─── TASK DATA

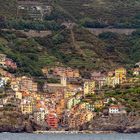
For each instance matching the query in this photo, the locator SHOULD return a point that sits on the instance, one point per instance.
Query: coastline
(74, 132)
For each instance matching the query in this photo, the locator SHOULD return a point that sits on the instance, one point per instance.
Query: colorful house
(121, 74)
(52, 120)
(89, 87)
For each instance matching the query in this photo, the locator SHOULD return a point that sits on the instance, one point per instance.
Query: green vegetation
(102, 13)
(129, 97)
(77, 48)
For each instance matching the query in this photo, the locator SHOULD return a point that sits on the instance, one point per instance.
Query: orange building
(52, 120)
(121, 74)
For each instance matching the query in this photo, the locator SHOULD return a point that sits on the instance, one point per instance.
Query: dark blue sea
(24, 136)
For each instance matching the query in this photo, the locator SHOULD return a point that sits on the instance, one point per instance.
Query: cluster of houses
(6, 62)
(63, 104)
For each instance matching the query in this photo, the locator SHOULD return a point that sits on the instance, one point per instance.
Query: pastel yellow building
(121, 74)
(27, 108)
(89, 87)
(19, 95)
(99, 104)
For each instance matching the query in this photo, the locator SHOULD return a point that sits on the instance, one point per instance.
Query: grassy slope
(102, 10)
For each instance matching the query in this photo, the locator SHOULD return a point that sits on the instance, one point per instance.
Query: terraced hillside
(8, 8)
(104, 11)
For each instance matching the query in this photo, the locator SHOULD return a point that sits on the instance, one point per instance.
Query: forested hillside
(75, 47)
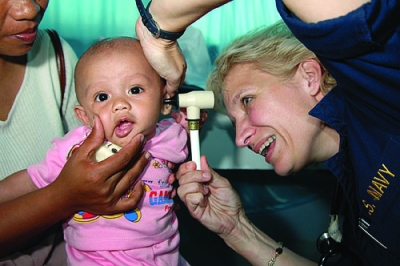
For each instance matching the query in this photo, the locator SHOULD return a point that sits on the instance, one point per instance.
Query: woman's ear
(312, 72)
(81, 115)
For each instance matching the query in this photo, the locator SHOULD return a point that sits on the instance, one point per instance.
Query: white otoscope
(193, 101)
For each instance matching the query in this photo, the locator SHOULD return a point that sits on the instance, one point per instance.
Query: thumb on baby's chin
(97, 134)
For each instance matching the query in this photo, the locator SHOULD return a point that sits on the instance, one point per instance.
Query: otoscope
(193, 101)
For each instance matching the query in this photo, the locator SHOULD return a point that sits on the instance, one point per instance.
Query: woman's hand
(165, 57)
(209, 197)
(97, 187)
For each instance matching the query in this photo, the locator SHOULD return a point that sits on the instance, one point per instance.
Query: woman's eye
(101, 97)
(247, 100)
(135, 90)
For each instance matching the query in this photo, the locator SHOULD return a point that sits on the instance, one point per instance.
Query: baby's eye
(135, 90)
(101, 97)
(246, 100)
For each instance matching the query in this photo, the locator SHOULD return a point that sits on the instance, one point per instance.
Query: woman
(290, 121)
(30, 118)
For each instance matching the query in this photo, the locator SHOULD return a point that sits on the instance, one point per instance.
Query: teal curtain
(82, 22)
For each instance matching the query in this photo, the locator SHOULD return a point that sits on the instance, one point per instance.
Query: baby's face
(124, 91)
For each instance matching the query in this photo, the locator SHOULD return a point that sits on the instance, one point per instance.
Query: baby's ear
(166, 107)
(81, 115)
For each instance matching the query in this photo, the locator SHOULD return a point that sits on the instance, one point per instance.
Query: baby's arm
(16, 185)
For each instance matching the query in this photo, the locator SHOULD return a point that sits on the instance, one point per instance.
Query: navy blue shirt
(362, 52)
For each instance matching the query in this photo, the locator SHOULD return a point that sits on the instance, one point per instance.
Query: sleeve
(362, 30)
(361, 51)
(46, 171)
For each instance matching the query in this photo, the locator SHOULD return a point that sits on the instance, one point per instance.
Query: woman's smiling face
(271, 117)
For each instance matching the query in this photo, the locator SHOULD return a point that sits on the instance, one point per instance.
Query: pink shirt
(151, 222)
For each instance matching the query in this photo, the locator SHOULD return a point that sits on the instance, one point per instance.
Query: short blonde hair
(272, 49)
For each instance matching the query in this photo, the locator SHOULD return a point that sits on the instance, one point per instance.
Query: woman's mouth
(28, 36)
(263, 150)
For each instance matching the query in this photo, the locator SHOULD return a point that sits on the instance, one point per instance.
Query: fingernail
(206, 175)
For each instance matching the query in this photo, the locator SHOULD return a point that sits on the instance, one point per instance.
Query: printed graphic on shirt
(159, 193)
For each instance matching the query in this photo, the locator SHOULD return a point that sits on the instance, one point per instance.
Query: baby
(115, 82)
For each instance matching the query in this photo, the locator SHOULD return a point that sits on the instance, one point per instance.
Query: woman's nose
(243, 134)
(26, 10)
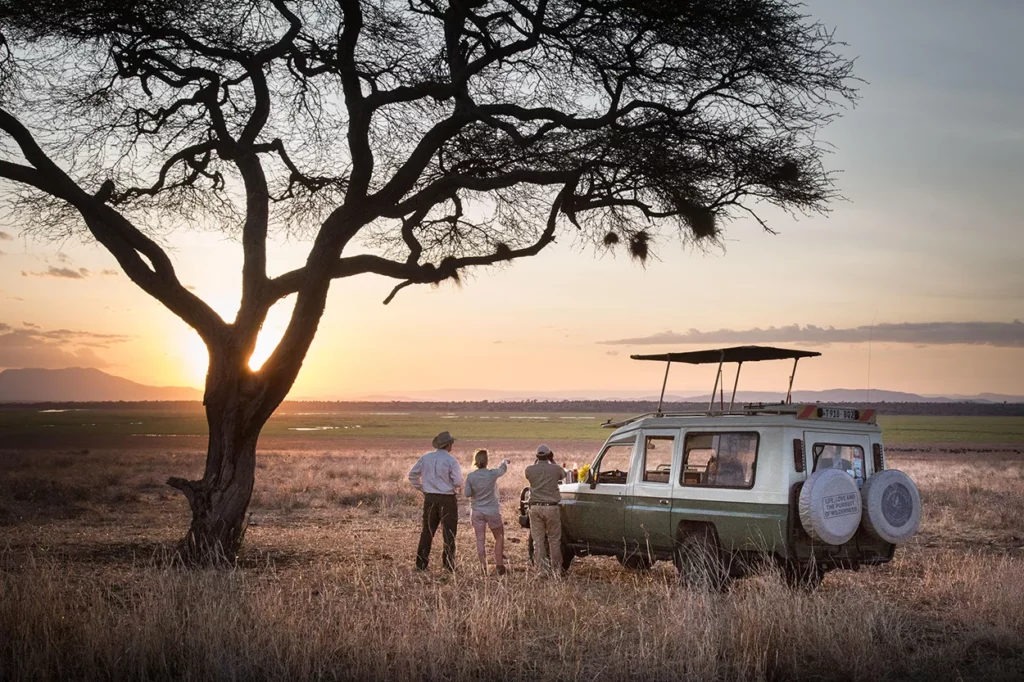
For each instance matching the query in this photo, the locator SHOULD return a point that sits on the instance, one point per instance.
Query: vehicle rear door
(847, 451)
(648, 504)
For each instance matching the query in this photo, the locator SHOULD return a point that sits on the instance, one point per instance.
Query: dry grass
(326, 588)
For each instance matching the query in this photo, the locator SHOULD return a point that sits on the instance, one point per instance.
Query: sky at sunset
(915, 283)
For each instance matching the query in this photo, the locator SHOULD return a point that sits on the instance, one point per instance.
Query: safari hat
(441, 439)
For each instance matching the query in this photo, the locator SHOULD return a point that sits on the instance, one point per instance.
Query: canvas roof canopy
(734, 354)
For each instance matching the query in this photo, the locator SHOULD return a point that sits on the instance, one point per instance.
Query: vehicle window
(845, 458)
(720, 460)
(613, 467)
(657, 459)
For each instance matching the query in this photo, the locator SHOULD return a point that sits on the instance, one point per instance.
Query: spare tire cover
(892, 506)
(829, 506)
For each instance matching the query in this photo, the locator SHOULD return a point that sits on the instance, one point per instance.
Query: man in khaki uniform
(545, 518)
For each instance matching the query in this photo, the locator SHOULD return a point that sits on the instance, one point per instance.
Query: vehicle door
(648, 504)
(716, 486)
(600, 506)
(840, 450)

──────

WHAT YOU HAVE TO DO — Print every entry exactly. Pictures are not part of the copy.

COMPLETED EXERCISE —
For each instance matching the query in this photo, the locator SHOULD return a point that sits on the instance, one point per instance.
Query: coastline
(74, 132)
For each instance matching the query in this photo, the locator SHOULD return a point that sits on the instance, one point per instance.
Query: colorful house
(121, 74)
(52, 120)
(89, 87)
For each instance matching the query in this photo, the locator SHOULD return a point that sits on the instance, one point per instance.
Query: green vegetation
(102, 13)
(129, 97)
(77, 48)
For each instance matching the query in this photo, the locator SHOULD return a point that sits on the instance, one point per instance.
Query: orange building
(52, 120)
(121, 74)
For each instance matching the query in this photo, the locator SHOULD return a point that sits on the instance, one point per instance.
Query: dark blue sea
(24, 136)
For each instance matching the query in this photo, the locator SHOULD return a point that sits on the instance, one point per instance.
Query: cluster of houses
(6, 62)
(63, 104)
For each instance matching the query in this photo, the locator SHOULD return a point that sits on the instance, one point per instance.
Query: pastel yellow building
(121, 74)
(27, 108)
(89, 87)
(19, 95)
(99, 104)
For each instance matching the query in this photo, the locator SHOULD return a point that sits on the instance, one point per instance.
Query: grassy slope
(102, 10)
For each instance matching the query in this photo, the locator SHOULD return a point that sits on the instance, one point per instance.
Query: terraced hillside
(8, 8)
(104, 11)
For each instance matching the query in this photo, the locator SHOULD return a point that sits on the instance, one point per instance.
Query: forested hillside
(75, 47)
For each instance matching the query in this photo, the locator SHOULD return a point that sits on the instance, one point per instance.
Query: woman's ear
(312, 72)
(81, 115)
For each instance matching the query in this photo, the locator SHOULD return a point that sits on the instance, one point per instance.
Query: white otoscope
(193, 101)
For each instance matching the query in this photo, the locator SHOULD return a point that sits on the instance, one point per instance.
Query: thumb on baby's chin
(97, 134)
For each instance matching the query in this photo, the locator SHOULD return a point that sits on the instance, one point per instance.
Query: otoscope
(193, 101)
For each instance matching the query in this photo, the locator SHOULD return a point that sits on the instance, one point per instance.
Query: woman's hand
(165, 57)
(209, 197)
(97, 187)
For each instance matching the query in this photo, the locator SHOULD return a point that sits on the instance, one point per instance.
Query: woman's eye
(101, 97)
(247, 100)
(135, 90)
For each instance matching the query in this photo, the locator SHOULD return a point that sits on the instance, one point per instance.
Query: baby's eye
(135, 90)
(101, 97)
(246, 100)
For each instance matching the query in this photo, the locator SHOULD return a point that sits on the instance, one point per instance.
Query: woman
(290, 121)
(30, 118)
For each instance matching the query in this photo, the locator SHOULD return a point that sits on the instance, one point per instance.
Query: teal curtain
(82, 22)
For each instance matching the query in this photo, the locator SHOULD return a point that sits on the instance, one point per instance.
Query: baby's face
(124, 91)
For each instance matching the query in this photo, the locator SHOULD return a point that sits on the instance, one point per instance.
Query: baby's ear
(166, 107)
(81, 115)
For each instance matching the query in this photo, the locator SHOULD return a point that sits on the instance, one point per instance.
Query: baby's arm
(16, 185)
For each instance matching the query in this photo, the locator SHOULD return a point that sits on the instance, one point per instance.
Query: navy blue shirt
(362, 52)
For each instance matching the query in this photo, the locator SHOULD return a point that sits on the instance, one point per instance.
Query: sleeve
(362, 30)
(361, 51)
(46, 171)
For each instance matching the query in this photo, the locator SHOULD return a point that sits on the instance, one point per instance.
Query: woman's smiling face
(271, 117)
For each instance matching the query in this photo, the locator SHOULD return a point that sits on the instance, one point per instance.
Query: pink shirt
(151, 222)
For each instance matching the query in this photo, the locator SHOULD return a point that sits on the instance, one point per instance.
Query: short blonde hair
(272, 49)
For each instance matching the query in this photo, the locator SHOULD return a point that sits on the instance, one point per instance.
Query: woman's mouth
(28, 36)
(263, 150)
For each instance matching the query in this photo, the locator SHOULD return a point that sits on the instance, one point per instance.
Query: fingernail
(206, 175)
For each instance matching the query in this photo, the locator SHOULD return a point that sits on the instance, one point per instance.
Query: printed graphic on shirt
(159, 193)
For each instance matching the query in this photo, the locator SHOULD return a point that sits on the instance, one point per instance.
Query: baby
(115, 82)
For each instance matching the query in this photo, the locator SHOULD return a point that sits on the instance, one point per instance.
Query: woman's nose
(243, 134)
(26, 10)
For each instance matching the query in this photo, the locator SHOULD return a point that sits on the instance, one point per instance.
Query: vehicle rear door
(847, 451)
(648, 504)
For each instance matching the query in this photo, the locator SHOULD return a point that sits on the instance, one point per instance.
Query: dry grass
(326, 588)
For each instance matching the query in this photo, the locator SHOULD return a point that sits on the instance, one point per instance.
Query: sky at sunset
(915, 283)
For each instance matching the query in this photo, the locator SHOULD return a point that sits on the instance, one point per instance.
Query: safari hat
(441, 439)
For each instance matching the query in this photo, the locator SHOULD return a point that sits on the instance, one point per instance.
Query: canvas roof canopy
(734, 354)
For each instance matching the query in this photo, the locator SHOULD return a point that sits on the instance, one point per instance.
Query: vehicle window
(845, 458)
(720, 460)
(613, 467)
(657, 459)
For each instance matching the query in this photo, the locator SHOULD return a point that sits on the instance, one point per instance.
Query: spare tire cover
(892, 506)
(829, 506)
For each instance matching the query in this photo, the locator SHOULD return a point that sits on the instance, one point per instance.
Query: man in khaki uniform
(545, 518)
For each instance matching the query in this photo, the locator SHOULD return a point that sits on the instance, one point per instance.
Query: vehicle door
(648, 504)
(716, 486)
(600, 506)
(840, 450)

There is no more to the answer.